Input records: Begin
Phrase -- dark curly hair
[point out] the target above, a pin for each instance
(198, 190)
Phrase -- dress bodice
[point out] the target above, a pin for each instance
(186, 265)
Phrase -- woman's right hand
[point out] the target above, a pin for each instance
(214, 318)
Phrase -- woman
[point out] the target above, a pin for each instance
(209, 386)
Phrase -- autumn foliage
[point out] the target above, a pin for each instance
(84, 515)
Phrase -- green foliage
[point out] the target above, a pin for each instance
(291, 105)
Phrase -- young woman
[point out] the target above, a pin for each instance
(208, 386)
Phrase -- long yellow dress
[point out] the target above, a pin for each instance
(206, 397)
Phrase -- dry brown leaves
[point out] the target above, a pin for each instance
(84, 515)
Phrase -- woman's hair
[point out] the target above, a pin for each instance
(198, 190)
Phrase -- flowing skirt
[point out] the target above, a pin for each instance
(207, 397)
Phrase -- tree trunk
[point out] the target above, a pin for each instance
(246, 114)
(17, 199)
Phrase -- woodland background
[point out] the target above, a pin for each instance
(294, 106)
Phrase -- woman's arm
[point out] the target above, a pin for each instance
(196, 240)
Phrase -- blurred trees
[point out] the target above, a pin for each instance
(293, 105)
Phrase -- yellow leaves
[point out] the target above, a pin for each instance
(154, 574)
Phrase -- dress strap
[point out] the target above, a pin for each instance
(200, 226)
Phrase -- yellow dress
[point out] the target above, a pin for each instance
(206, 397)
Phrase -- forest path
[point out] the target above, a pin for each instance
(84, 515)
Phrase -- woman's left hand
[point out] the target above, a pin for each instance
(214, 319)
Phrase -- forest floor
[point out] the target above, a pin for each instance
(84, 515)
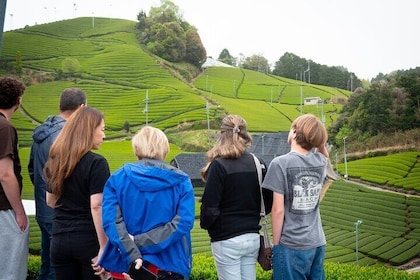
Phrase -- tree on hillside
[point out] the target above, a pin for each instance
(385, 108)
(294, 67)
(195, 53)
(168, 35)
(226, 57)
(70, 66)
(256, 63)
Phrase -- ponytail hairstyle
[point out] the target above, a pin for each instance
(233, 141)
(71, 144)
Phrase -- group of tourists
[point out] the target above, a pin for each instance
(98, 225)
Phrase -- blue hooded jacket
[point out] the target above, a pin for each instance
(43, 137)
(154, 202)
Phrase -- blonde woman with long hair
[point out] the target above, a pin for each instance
(231, 202)
(76, 177)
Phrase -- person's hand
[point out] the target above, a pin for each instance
(99, 270)
(22, 221)
(138, 264)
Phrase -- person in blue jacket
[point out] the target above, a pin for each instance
(148, 212)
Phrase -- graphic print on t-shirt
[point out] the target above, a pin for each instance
(306, 188)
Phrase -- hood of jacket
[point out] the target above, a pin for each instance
(150, 175)
(51, 126)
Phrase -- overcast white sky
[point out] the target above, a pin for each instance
(365, 36)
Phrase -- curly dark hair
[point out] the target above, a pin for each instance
(11, 89)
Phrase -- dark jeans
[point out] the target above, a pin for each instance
(47, 272)
(289, 264)
(71, 255)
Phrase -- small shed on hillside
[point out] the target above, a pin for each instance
(312, 100)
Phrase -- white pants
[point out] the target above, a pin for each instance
(236, 258)
(14, 248)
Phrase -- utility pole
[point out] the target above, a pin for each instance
(146, 107)
(346, 175)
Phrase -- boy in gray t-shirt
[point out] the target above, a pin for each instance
(296, 179)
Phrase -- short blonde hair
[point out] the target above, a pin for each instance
(310, 132)
(150, 142)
Input records: End
Instructions for the task
The expected output is the lines above from the one containing "Phrase -- woman's left hand" to the one containing "Phrase -- blue hooded jacket", both ends included, reproduced exactly with every picture left out.

Written solution
Phrase -- woman's left hand
[point out] the target above, a pin for each instance
(214, 319)
Phrase -- forest floor
[point out] the target above, a pin for each instance
(84, 515)
Phrase -- tree on hillside
[point out] the target above, a pin for each instance
(385, 108)
(294, 67)
(195, 53)
(168, 35)
(226, 57)
(70, 66)
(256, 63)
Phrase -- ponytail hairstyle
[point out] the target above, a pin for each instance
(233, 141)
(71, 144)
Phrase -- group of tourists
[point out] the target above, a pin for each instance
(98, 225)
Phrase -- blue hooded jacket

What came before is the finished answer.